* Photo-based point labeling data
Start

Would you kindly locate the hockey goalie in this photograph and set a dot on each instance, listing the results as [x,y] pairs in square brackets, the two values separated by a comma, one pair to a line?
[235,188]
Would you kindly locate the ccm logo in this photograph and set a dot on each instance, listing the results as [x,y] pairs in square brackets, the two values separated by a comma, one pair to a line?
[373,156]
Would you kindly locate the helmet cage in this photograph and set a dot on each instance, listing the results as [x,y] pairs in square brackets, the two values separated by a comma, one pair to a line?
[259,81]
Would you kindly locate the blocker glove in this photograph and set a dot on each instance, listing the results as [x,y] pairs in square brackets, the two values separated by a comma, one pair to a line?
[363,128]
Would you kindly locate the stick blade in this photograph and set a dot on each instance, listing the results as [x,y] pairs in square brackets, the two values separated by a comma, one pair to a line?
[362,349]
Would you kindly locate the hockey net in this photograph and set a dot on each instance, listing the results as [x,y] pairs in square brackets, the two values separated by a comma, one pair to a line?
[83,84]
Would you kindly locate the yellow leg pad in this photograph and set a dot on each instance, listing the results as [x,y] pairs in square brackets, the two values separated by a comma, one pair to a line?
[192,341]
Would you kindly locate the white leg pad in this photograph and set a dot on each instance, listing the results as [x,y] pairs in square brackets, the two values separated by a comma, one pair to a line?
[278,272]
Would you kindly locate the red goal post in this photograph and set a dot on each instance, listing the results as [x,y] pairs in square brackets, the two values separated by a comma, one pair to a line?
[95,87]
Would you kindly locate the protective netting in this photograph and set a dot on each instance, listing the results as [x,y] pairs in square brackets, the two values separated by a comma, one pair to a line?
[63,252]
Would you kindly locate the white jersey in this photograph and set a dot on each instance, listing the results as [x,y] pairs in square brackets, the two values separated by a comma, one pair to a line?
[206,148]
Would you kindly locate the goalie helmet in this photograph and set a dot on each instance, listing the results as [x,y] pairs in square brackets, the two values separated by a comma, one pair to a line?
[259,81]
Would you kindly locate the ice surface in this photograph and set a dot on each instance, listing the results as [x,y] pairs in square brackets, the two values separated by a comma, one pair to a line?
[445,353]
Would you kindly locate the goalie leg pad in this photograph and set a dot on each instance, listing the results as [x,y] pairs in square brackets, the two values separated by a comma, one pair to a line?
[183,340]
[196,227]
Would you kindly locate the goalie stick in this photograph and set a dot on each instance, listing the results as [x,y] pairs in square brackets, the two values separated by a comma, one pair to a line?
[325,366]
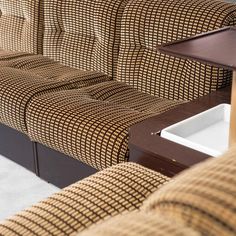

End

* Task prompt
Copy the items again from the line with "Would you kindly locate the protective" through the end of the items, keeping every request as it is and shifting each coordinate in the answers by -77. Leave the pictures out.

* Finished task
Would you kindly locate the protective netting in this photograph and set a dot on each instance, listing the results as [x,y] pairs in square brackets, the two values separated by a comma, one pair to a line?
[-14,175]
Would you kindly locate the white jersey in this photograph and set a dot on each instance, listing the results as [x,y] pairs in square brackets, the two values separated by a comma, one pair to a line?
[129,71]
Would you kindly locate the goalie helmet in this photograph and set a dot on each instance, listing the results as [x,y] pairs in square brackets, the two values separated by a comma, one pair to a line?
[182,4]
Would you kindly locate the ice surface in this photograph and set a dot on each instance, listing the results as [x,y] pairs in square brackets, the two values separated by a comma, one pair to a line?
[368,276]
Would you kindly locate the goalie leg pad in this photograph and set a dot on each instance, listing the results as [x,y] pairs in square brackets, the two values separated by a comma, one pair to a line?
[106,263]
[119,150]
Would you kindly locate the goalie stick in this photograph and set a dot on each instance, listing the results as [x,y] pairs in square brackets, the two values separated by a comma, one pair to a line?
[248,289]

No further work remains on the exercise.